* _Set tasks_
• 1. In the qiime2R graphing thread below, what is the answer to each of these questions?
(a) Which function is added to plot_heatmap() to group the samples visually?
(b) Which file is described as being in combined form?
(c) What does the reply give as an example of graphing taxa within one phylum?
• 2. Could you transcribe the qiime2R graphing thread below, starting with "Instead, I would" and going on through "plot_heatmap() + facet_grid(~ExperimentalCondition)"?
• 3. Does each of these statements agree with the qiime2R graphing thread below? Answer yes or no, and quote the words from the thread that decide it.
(a) Colin recommends merging the samples by their mean before drawing the heatmap.
(b) The phylum-level object can be saved for later use.
(c) Anahita is certain that the phyloseq library was not used to draw the heatmaps in the example.

* _Selected passage_

————

Making graphs with qiime2R

Good morning @Anahita_Bharadwaj,

I made a new thread for your posts!

Now on to the questions.

ps %>%
  tax_glom("Phylum") %>%
  plot_bar()
# You can save the phylum level object for later use
ps.phylum <- ps %>%
  tax_glom("Phylum")
ps.phylum %>% plot_bar()

Like, graph taxa just within one phyla?


Yes!

ps %>%
  tax_glom("Phylum") %>%
  merge_samples("ExperimentalCondition", fun=mean) %>%
  plot_heatmap()

Instead, I would suggest keeping your samples separate, but then grouping them using a facet.

ps %>%
  tax_glom("Phylum") %>%
  plot_heatmap() + facet_grid(~ExperimentalCondition)

So this will visually group your samples, while still showing within group variation!

Colin

P.S. You probably found these already, but here are some great examples of phyloseq graphs.

1 Like

Thanks @colinbrislawn.

Yes, that's right! Like the top 10 Firmicutes, and so on...

I will try these out. In the example above, I don't think phyloseq library was used to draw the heatmaps (I could be wrong) and also, the taxonomy.qza file is in combined form (see picture). I guess I will need to use something like
parse_taxonomy(taxonomy, tax_sep, trim_extra)

————

* _Provided data_

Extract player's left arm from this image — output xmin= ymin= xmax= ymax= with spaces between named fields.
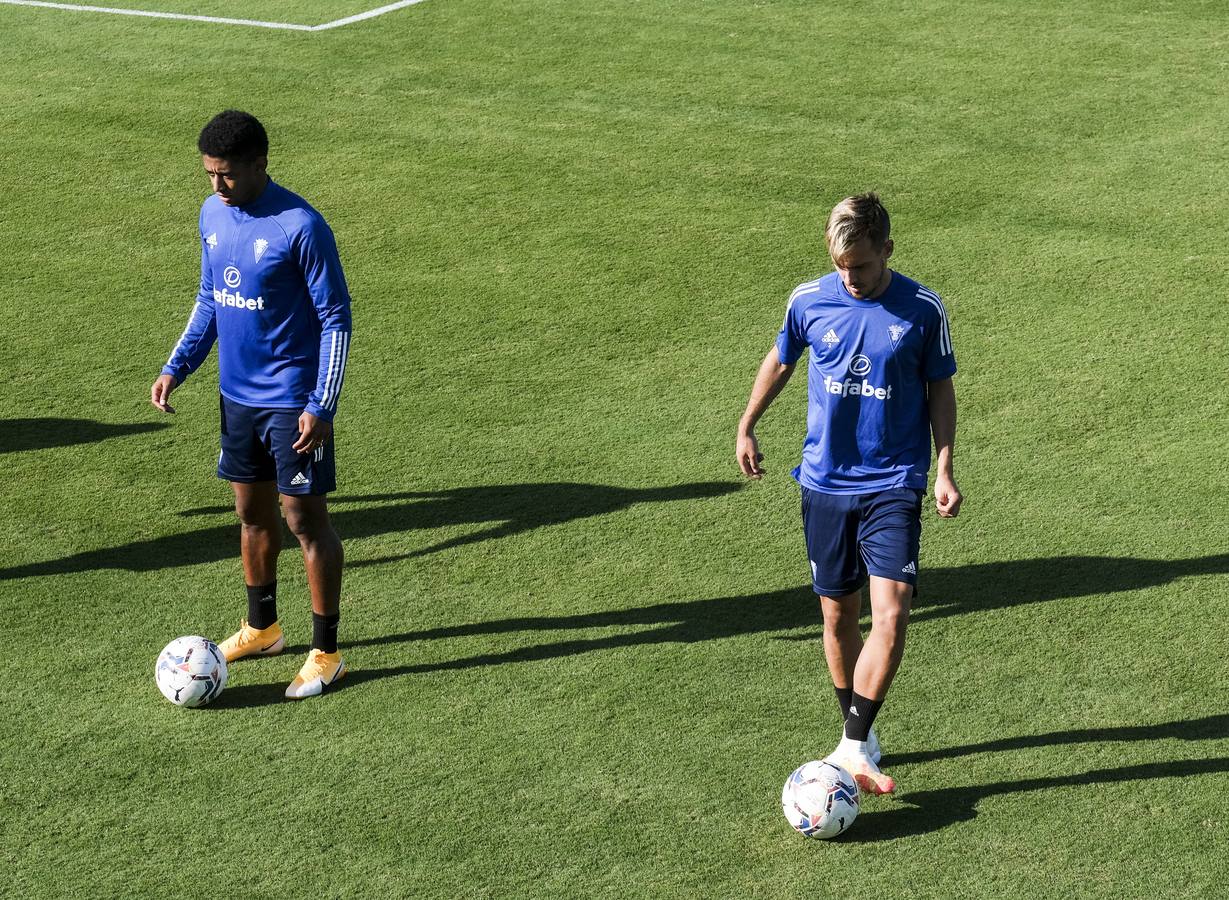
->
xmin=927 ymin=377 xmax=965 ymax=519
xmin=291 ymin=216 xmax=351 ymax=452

————

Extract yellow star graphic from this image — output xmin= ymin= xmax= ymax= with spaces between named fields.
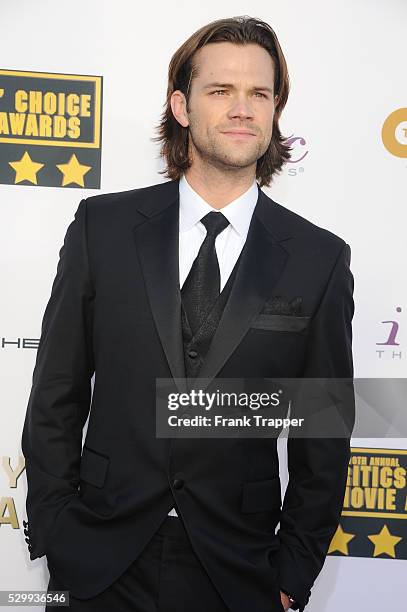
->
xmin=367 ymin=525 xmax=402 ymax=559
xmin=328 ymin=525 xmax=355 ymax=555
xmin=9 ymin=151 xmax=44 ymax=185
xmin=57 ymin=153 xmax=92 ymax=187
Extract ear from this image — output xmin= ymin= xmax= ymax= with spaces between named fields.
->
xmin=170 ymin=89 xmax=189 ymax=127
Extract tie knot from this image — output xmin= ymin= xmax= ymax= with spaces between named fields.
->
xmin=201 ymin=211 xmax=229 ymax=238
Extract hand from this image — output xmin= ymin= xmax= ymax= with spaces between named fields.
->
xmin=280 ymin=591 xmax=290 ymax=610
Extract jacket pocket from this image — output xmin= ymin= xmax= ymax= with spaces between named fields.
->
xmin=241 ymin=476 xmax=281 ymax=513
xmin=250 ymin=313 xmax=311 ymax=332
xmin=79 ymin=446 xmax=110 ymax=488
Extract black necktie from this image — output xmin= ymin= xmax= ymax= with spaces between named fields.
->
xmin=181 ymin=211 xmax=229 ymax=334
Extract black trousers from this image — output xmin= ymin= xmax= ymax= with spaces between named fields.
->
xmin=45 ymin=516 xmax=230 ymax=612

————

* _Results by task_
• 1.
(a) facet_grid(~ExperimentalCondition)
(b) The taxonomy.qza file
(c) The top 10 Firmicutes

• 2.
Instead, I would suggest keeping your samples separate, but then grouping them using a facet.

ps %>%
  tax_glom("Phylum") %>%
  plot_heatmap() + facet_grid(~ExperimentalCondition)

• 3.
(a) No: "Instead, I would suggest keeping your samples separate, but then grouping them using a facet."
(b) Yes: "# You can save the phylum level object for later use"
(c) No: "I don't think phyloseq library was used to draw the heatmaps (I could be wrong)"